● TASK DIRECTIONS
Only one stretch of the data is wanted: the line containing "written like <point>547,298</point>.", the line containing "written like <point>520,245</point>.", and every line between them, copied exactly.
═════ INFORMATION SHOWN
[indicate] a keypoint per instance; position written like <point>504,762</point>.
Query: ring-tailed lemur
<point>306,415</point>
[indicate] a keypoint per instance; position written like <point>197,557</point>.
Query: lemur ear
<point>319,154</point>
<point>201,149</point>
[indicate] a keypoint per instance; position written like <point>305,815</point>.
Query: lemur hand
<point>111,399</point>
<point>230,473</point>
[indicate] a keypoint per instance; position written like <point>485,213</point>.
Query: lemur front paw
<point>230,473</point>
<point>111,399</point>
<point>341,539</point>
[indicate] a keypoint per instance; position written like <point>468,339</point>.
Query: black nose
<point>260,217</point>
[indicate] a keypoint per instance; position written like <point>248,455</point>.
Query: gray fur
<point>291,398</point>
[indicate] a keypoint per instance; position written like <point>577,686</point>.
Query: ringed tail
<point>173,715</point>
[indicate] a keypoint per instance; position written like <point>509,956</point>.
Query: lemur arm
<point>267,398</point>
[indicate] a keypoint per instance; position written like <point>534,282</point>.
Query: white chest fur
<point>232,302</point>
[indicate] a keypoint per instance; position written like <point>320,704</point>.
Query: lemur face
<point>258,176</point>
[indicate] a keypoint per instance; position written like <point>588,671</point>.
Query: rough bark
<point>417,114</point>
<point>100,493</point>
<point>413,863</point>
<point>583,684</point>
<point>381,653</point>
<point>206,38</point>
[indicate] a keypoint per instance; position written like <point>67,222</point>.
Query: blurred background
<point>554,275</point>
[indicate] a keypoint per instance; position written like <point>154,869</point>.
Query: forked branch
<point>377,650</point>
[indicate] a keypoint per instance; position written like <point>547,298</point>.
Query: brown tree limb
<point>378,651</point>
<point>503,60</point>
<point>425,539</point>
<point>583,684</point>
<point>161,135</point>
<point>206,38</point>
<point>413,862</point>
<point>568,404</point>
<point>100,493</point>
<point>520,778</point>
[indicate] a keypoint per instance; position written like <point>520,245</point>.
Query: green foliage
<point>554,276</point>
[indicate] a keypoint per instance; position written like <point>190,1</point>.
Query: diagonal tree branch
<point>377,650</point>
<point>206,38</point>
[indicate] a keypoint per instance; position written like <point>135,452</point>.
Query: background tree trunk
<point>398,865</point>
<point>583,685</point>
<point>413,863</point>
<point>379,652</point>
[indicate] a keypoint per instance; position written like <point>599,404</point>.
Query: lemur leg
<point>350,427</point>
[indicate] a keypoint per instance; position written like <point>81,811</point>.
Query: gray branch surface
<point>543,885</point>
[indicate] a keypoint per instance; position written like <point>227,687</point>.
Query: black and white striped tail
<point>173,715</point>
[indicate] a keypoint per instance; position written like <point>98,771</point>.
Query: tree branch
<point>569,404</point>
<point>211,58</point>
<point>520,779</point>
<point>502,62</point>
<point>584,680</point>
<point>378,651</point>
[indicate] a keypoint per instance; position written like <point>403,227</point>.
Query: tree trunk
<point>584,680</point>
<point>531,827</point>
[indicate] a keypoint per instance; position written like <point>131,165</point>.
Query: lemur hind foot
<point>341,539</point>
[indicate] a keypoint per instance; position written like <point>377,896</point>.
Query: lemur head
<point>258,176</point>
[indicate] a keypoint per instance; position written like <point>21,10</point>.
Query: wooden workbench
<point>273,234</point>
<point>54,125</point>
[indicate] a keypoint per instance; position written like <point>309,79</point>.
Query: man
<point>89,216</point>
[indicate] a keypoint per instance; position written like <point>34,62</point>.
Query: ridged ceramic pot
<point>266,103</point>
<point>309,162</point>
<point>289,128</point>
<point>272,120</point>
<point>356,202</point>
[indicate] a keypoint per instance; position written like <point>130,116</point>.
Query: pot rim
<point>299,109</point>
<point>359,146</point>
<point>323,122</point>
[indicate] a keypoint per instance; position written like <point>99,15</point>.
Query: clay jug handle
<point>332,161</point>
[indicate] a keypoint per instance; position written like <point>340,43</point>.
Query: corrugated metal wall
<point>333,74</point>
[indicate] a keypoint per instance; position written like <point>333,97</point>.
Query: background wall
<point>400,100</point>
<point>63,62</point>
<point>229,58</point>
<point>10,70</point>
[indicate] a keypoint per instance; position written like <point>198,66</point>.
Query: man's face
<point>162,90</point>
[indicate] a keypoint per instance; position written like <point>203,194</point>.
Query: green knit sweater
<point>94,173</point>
══════════
● SOLUTION BELOW
[indicate] a keypoint per instance; position written like <point>547,298</point>.
Query: brown tree limb
<point>378,651</point>
<point>503,60</point>
<point>425,539</point>
<point>583,684</point>
<point>161,135</point>
<point>206,38</point>
<point>413,862</point>
<point>568,404</point>
<point>100,493</point>
<point>520,778</point>
[indicate] a keypoint per instance; position written like <point>520,245</point>.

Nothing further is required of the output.